**Exercise requirements:**
Starting at the line that has "task: segment the bridge walkway" and ending after the line that has "289 196 L 245", write out the data again with "bridge walkway" swapped for "footbridge deck" and nothing else changed. Give only those lines.
-- The input start --
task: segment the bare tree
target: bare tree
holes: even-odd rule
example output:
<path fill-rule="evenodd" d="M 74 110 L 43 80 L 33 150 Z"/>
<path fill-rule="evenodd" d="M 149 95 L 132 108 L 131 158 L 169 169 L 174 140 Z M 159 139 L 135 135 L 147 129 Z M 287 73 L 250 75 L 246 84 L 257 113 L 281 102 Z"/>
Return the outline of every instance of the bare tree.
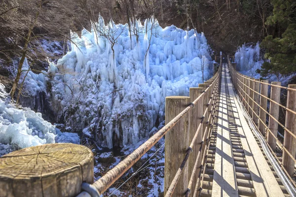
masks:
<path fill-rule="evenodd" d="M 29 43 L 31 42 L 32 39 L 32 36 L 31 36 L 31 34 L 32 34 L 33 28 L 37 24 L 37 21 L 38 20 L 38 17 L 40 13 L 40 9 L 41 8 L 41 0 L 39 0 L 38 2 L 38 7 L 36 10 L 36 13 L 35 15 L 35 18 L 34 18 L 33 21 L 31 23 L 30 26 L 28 33 L 25 38 L 25 44 L 24 46 L 24 48 L 22 50 L 22 57 L 19 63 L 16 76 L 15 77 L 15 79 L 14 80 L 14 82 L 13 82 L 13 85 L 12 85 L 12 88 L 11 88 L 11 90 L 10 93 L 10 97 L 11 97 L 12 99 L 13 98 L 13 97 L 14 96 L 14 94 L 15 93 L 17 85 L 18 85 L 18 82 L 20 80 L 20 77 L 21 76 L 21 73 L 22 72 L 22 67 L 23 66 L 23 64 L 24 64 L 24 61 L 25 61 L 25 59 L 26 58 L 26 56 L 27 55 L 27 52 L 28 50 L 28 46 L 29 45 Z"/>

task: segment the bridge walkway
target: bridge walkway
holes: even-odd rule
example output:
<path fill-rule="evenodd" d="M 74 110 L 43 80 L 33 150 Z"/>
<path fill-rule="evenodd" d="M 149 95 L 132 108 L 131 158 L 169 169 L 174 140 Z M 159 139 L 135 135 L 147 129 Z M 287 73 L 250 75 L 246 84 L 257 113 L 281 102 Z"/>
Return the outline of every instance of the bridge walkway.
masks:
<path fill-rule="evenodd" d="M 289 196 L 245 118 L 226 64 L 221 83 L 201 196 Z"/>

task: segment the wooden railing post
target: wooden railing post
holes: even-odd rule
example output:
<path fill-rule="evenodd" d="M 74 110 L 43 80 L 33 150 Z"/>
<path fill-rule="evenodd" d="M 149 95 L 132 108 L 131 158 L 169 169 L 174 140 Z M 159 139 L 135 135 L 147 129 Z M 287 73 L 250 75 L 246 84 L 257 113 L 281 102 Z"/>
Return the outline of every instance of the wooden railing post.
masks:
<path fill-rule="evenodd" d="M 203 88 L 190 88 L 189 89 L 190 101 L 191 102 L 193 102 L 195 99 L 199 97 L 200 95 L 202 94 L 203 92 Z M 198 101 L 197 101 L 197 103 L 195 105 L 194 108 L 191 110 L 190 117 L 190 124 L 189 129 L 189 141 L 192 141 L 193 136 L 195 134 L 195 132 L 196 132 L 196 130 L 198 128 L 198 126 L 201 121 L 202 116 L 203 115 L 203 98 L 201 98 L 201 99 L 198 100 Z M 191 156 L 189 157 L 188 170 L 188 182 L 190 178 L 191 173 L 192 173 L 194 164 L 195 163 L 195 160 L 197 157 L 198 150 L 199 150 L 199 148 L 200 148 L 201 141 L 202 141 L 202 126 L 201 127 L 202 127 L 200 129 L 200 131 L 197 135 L 197 138 L 196 139 L 195 144 L 194 144 L 193 152 L 191 154 Z M 199 158 L 198 162 L 198 164 L 197 166 L 200 166 L 201 165 L 201 157 Z M 195 171 L 195 174 L 194 176 L 194 179 L 193 180 L 192 186 L 191 188 L 191 191 L 194 190 L 195 185 L 196 184 L 196 181 L 197 180 L 200 170 L 200 167 L 199 167 Z"/>
<path fill-rule="evenodd" d="M 168 124 L 187 107 L 190 97 L 168 97 L 165 99 L 165 124 Z M 165 135 L 164 195 L 185 157 L 189 145 L 189 113 L 183 117 Z M 173 193 L 173 197 L 185 194 L 188 185 L 188 163 L 185 165 Z"/>
<path fill-rule="evenodd" d="M 198 84 L 198 87 L 199 88 L 203 88 L 203 91 L 205 91 L 207 87 L 208 87 L 208 84 L 206 84 L 204 83 L 203 84 Z M 208 104 L 208 92 L 207 92 L 205 94 L 205 96 L 203 97 L 204 99 L 203 99 L 203 114 L 205 112 L 205 110 L 206 110 L 206 108 L 207 108 L 207 104 Z M 206 126 L 205 126 L 205 122 L 206 122 L 205 121 L 205 120 L 206 120 L 207 118 L 207 114 L 208 113 L 207 113 L 206 114 L 206 115 L 205 116 L 204 119 L 205 119 L 205 121 L 204 121 L 203 122 L 203 130 L 202 130 L 202 134 L 203 135 L 203 133 L 204 133 L 205 132 L 205 130 L 206 129 Z"/>
<path fill-rule="evenodd" d="M 259 104 L 259 95 L 256 93 L 256 92 L 258 92 L 258 93 L 260 91 L 260 84 L 259 84 L 259 79 L 256 79 L 255 81 L 258 81 L 258 82 L 254 82 L 254 86 L 253 86 L 253 90 L 254 90 L 254 92 L 253 93 L 253 100 L 254 100 L 254 102 L 253 103 L 253 109 L 254 110 L 254 112 L 252 115 L 253 120 L 254 121 L 254 123 L 256 124 L 258 124 L 258 117 L 257 115 L 258 115 L 259 112 L 259 106 L 256 103 Z M 256 102 L 256 103 L 255 103 Z"/>
<path fill-rule="evenodd" d="M 268 83 L 268 80 L 261 80 L 261 82 Z M 267 97 L 267 94 L 268 92 L 268 85 L 267 84 L 261 84 L 261 87 L 260 88 L 260 94 L 264 96 Z M 266 98 L 260 96 L 260 106 L 261 107 L 265 110 L 267 108 L 267 99 Z M 266 112 L 264 111 L 261 107 L 259 109 L 259 118 L 263 121 L 264 123 L 266 124 Z M 265 127 L 264 124 L 262 122 L 259 121 L 259 131 L 262 133 L 263 136 L 265 136 Z"/>
<path fill-rule="evenodd" d="M 253 98 L 253 95 L 254 94 L 254 93 L 253 92 L 254 88 L 254 82 L 253 81 L 253 80 L 254 79 L 254 79 L 254 78 L 251 78 L 250 79 L 250 80 L 249 80 L 250 83 L 249 84 L 248 86 L 250 88 L 250 92 L 249 93 L 249 96 L 250 96 L 250 97 L 249 98 L 249 103 L 250 104 L 250 107 L 249 107 L 249 114 L 250 115 L 250 117 L 252 117 L 253 114 L 253 105 L 254 104 L 254 102 L 252 100 Z"/>
<path fill-rule="evenodd" d="M 244 105 L 245 105 L 245 107 L 246 107 L 246 109 L 248 109 L 248 105 L 247 104 L 247 99 L 246 99 L 246 98 L 247 95 L 246 93 L 247 93 L 247 79 L 246 78 L 246 77 L 245 76 L 245 75 L 244 75 L 244 77 L 243 77 L 243 81 L 244 82 L 244 84 L 243 84 L 243 90 L 244 90 L 243 91 L 243 96 L 244 97 L 243 99 L 243 103 L 244 103 Z"/>
<path fill-rule="evenodd" d="M 296 89 L 296 85 L 289 85 L 288 87 Z M 294 111 L 296 111 L 296 91 L 288 91 L 288 98 L 287 99 L 287 107 Z M 296 115 L 287 110 L 286 111 L 286 123 L 285 126 L 294 134 L 296 134 Z M 296 154 L 296 139 L 295 139 L 288 131 L 285 131 L 284 138 L 284 146 L 295 158 Z M 284 167 L 290 175 L 294 174 L 294 165 L 295 163 L 293 160 L 288 155 L 285 150 L 283 151 L 283 161 Z"/>
<path fill-rule="evenodd" d="M 281 82 L 271 82 L 271 84 L 276 85 L 277 86 L 281 85 Z M 270 91 L 270 99 L 275 101 L 276 102 L 280 103 L 281 98 L 281 88 L 271 86 L 271 90 Z M 280 106 L 270 101 L 270 106 L 269 107 L 269 114 L 272 116 L 276 120 L 279 120 L 279 111 Z M 270 130 L 270 131 L 276 137 L 277 135 L 278 131 L 278 123 L 272 118 L 269 116 L 269 120 L 268 121 L 268 127 Z M 270 132 L 269 131 L 269 132 Z M 276 140 L 273 137 L 272 135 L 267 132 L 267 142 L 270 146 L 272 150 L 275 151 L 276 147 Z"/>
<path fill-rule="evenodd" d="M 251 77 L 247 77 L 247 78 L 246 79 L 246 109 L 248 113 L 250 113 L 249 112 L 250 110 L 250 108 L 249 107 L 249 105 L 250 105 L 250 98 L 248 97 L 250 96 L 250 89 L 248 88 L 250 88 L 250 79 L 251 79 Z"/>
<path fill-rule="evenodd" d="M 94 182 L 93 154 L 71 143 L 46 144 L 0 158 L 0 197 L 76 197 Z"/>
-- The input end --
**Exercise response:**
task: segment the footbridge deck
target: footbridge deck
holes: even-odd rule
example output:
<path fill-rule="evenodd" d="M 74 110 L 43 80 L 33 150 Z"/>
<path fill-rule="evenodd" d="M 149 95 L 132 108 L 131 158 L 169 169 L 174 140 Z M 159 139 L 135 135 L 147 129 Z M 287 73 L 250 75 L 246 84 L 257 113 L 281 102 Z"/>
Return the outline of every instance of the footbridge deck.
masks:
<path fill-rule="evenodd" d="M 289 196 L 245 118 L 226 64 L 221 83 L 201 196 Z"/>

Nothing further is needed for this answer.